» **Data for this task**
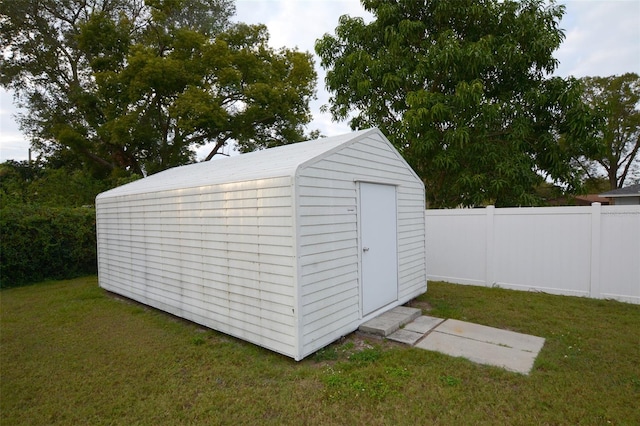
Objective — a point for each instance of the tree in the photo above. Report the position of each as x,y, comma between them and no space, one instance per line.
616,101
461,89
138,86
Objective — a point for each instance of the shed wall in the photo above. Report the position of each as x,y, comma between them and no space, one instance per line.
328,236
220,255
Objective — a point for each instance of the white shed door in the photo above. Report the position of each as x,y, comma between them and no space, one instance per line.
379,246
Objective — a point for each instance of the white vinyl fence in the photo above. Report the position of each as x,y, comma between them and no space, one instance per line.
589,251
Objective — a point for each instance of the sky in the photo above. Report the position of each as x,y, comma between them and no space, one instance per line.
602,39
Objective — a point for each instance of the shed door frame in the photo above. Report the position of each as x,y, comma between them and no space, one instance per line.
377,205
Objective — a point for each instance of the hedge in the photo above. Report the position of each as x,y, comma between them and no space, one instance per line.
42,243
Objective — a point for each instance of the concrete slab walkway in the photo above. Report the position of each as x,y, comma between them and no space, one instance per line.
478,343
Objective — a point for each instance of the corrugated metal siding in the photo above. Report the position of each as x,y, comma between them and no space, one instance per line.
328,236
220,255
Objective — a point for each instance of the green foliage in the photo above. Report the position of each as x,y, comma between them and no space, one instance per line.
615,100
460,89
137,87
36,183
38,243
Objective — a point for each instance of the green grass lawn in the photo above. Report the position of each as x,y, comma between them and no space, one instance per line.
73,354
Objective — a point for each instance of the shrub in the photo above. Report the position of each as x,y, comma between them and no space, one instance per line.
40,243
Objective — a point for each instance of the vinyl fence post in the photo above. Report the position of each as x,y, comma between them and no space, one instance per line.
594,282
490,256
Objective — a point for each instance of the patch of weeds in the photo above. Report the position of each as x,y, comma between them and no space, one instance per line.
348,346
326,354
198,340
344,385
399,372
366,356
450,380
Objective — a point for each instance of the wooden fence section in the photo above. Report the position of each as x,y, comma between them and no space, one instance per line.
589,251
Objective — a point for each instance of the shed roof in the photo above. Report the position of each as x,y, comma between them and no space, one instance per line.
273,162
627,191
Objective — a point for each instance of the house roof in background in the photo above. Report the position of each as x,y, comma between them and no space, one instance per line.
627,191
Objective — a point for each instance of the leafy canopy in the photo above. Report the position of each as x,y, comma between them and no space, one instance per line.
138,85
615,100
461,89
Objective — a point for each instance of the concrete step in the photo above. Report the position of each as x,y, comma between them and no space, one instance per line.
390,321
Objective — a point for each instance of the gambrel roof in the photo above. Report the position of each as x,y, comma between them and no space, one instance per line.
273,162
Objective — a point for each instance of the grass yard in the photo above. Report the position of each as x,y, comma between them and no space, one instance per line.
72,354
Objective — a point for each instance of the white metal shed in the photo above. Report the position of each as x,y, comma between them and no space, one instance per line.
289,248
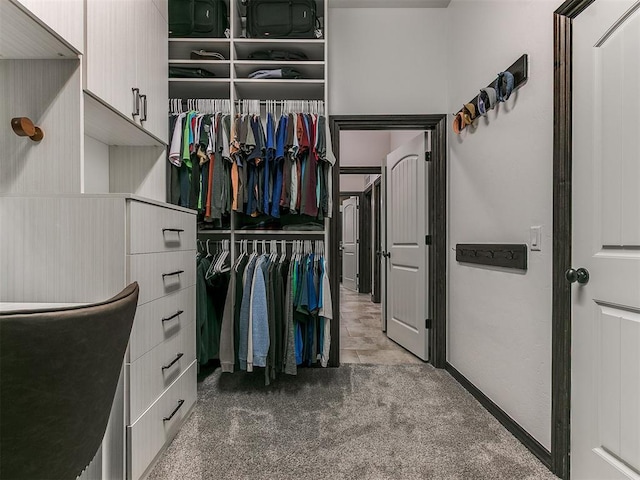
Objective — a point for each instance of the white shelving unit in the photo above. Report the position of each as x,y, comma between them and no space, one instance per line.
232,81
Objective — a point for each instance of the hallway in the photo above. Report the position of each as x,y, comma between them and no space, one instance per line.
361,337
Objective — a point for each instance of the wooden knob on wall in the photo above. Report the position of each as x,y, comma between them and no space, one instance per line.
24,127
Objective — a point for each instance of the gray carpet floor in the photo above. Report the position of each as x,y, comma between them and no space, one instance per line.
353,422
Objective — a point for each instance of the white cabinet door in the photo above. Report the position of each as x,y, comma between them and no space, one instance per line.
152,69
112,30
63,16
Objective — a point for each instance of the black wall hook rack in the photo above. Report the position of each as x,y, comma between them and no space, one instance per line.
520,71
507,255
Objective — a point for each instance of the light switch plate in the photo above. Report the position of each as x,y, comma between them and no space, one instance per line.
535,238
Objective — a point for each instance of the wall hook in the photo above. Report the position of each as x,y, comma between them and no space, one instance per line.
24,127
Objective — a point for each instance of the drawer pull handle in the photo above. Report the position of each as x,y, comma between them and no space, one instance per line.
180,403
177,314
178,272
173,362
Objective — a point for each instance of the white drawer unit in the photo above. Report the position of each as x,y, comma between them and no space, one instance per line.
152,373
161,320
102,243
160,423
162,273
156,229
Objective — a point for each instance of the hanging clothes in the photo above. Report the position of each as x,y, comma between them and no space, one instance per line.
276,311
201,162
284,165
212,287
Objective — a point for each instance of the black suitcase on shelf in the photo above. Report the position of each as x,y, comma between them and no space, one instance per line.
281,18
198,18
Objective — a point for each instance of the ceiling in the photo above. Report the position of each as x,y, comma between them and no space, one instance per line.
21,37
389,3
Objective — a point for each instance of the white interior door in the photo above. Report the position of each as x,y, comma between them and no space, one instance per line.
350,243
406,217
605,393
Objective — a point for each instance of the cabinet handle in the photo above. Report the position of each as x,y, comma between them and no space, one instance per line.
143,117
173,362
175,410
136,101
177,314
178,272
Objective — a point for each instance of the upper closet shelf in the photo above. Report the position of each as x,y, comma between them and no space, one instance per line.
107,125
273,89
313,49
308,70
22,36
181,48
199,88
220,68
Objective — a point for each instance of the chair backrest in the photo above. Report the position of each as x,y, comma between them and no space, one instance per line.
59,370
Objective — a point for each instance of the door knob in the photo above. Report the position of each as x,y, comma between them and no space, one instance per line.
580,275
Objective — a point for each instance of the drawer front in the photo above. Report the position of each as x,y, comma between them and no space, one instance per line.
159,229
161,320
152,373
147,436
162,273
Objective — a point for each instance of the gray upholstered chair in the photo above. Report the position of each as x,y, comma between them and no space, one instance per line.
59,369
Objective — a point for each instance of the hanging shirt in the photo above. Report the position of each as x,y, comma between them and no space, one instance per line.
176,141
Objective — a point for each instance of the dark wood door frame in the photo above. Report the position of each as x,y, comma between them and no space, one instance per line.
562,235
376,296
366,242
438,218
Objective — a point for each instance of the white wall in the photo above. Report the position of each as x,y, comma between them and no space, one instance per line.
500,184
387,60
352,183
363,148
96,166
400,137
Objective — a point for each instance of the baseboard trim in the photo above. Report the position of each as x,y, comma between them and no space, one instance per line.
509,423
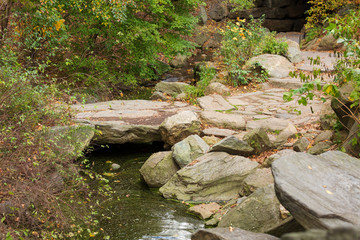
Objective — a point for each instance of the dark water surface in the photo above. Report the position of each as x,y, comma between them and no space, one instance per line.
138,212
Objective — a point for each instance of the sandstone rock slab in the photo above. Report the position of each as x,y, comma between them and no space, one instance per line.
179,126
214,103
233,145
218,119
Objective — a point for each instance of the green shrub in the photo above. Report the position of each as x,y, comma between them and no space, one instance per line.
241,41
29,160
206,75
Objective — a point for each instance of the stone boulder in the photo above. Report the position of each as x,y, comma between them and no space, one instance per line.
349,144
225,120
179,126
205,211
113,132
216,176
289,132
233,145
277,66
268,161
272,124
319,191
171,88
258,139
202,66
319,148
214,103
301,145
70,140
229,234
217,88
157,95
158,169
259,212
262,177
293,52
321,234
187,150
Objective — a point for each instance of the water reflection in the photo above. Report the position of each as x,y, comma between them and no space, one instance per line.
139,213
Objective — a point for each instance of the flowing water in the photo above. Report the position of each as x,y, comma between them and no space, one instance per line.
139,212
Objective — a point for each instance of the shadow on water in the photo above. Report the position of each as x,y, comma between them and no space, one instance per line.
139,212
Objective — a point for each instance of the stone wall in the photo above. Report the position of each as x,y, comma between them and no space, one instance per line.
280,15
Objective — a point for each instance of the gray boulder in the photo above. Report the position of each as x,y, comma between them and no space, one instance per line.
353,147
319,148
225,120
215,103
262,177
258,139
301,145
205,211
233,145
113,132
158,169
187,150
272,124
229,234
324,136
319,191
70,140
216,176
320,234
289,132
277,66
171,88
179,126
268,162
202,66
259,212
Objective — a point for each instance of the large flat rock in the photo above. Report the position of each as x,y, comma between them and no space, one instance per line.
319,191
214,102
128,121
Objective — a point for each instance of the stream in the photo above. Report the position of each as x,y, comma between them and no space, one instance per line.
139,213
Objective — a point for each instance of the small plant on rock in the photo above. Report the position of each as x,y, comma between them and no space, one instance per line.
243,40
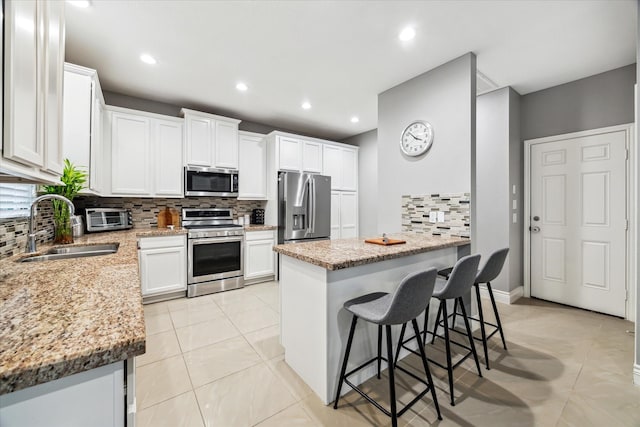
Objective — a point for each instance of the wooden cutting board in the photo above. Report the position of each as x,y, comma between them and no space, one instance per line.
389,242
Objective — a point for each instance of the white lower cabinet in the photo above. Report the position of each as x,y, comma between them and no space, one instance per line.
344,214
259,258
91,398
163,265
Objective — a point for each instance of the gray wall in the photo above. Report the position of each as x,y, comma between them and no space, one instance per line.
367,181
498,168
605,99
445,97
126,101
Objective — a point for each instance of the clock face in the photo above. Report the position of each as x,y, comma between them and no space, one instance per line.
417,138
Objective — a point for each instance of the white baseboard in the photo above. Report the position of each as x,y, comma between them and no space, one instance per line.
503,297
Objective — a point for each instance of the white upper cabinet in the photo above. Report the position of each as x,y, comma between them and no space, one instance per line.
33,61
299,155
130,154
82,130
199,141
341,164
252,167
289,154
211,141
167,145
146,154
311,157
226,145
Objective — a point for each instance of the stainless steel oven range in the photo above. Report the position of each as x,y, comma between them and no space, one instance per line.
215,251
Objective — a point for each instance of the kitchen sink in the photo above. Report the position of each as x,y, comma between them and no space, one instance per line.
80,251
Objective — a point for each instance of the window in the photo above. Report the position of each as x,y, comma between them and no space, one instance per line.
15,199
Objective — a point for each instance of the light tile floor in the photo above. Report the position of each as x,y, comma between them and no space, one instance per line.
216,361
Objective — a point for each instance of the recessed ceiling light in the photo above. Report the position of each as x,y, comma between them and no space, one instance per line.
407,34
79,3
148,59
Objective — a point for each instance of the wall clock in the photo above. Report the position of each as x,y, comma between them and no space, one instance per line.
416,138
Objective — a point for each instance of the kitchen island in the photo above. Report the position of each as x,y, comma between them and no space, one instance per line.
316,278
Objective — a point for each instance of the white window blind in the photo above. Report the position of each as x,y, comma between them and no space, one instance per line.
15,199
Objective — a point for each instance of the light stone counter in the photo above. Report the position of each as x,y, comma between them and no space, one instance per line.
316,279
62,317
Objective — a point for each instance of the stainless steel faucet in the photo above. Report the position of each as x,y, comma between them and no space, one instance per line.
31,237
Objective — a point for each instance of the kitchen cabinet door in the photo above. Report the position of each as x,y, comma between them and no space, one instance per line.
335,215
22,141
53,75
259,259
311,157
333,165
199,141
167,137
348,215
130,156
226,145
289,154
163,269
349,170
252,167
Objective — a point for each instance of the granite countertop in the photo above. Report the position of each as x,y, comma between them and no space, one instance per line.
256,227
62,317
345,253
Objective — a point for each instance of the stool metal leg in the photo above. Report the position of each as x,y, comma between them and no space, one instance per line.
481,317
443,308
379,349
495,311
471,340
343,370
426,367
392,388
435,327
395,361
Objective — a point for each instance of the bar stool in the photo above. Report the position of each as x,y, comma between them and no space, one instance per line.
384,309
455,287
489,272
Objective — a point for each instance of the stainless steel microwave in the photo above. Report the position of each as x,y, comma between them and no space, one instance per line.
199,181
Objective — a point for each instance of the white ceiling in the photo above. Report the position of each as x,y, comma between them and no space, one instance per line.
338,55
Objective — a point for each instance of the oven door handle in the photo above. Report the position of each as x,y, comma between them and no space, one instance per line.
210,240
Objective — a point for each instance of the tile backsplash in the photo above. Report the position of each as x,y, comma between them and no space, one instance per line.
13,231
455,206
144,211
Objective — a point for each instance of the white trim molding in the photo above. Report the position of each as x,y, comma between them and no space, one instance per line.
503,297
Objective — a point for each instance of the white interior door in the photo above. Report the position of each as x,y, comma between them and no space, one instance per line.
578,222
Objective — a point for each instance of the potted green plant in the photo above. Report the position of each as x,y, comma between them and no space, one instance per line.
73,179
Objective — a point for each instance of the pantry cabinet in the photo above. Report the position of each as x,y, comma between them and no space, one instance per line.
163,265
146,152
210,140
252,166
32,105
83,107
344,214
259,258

» **Short task**
Repeat exactly the lines from the line containing "Objective — a point for each instance of the potted" through the last line of the records above, including both, and nothing else.

» **Result of this exercise**
Objective — a point for each instance of the potted green plant in the photo above. Report the position of each as x,y, comma between them and no space, one instance per line.
73,179
Objective — a point for each instance of the pantry cabinet in the photo above. Report the position of each as x,y, comma between them and no space, one instance per line.
163,265
146,152
210,140
252,166
32,105
83,107
344,214
259,258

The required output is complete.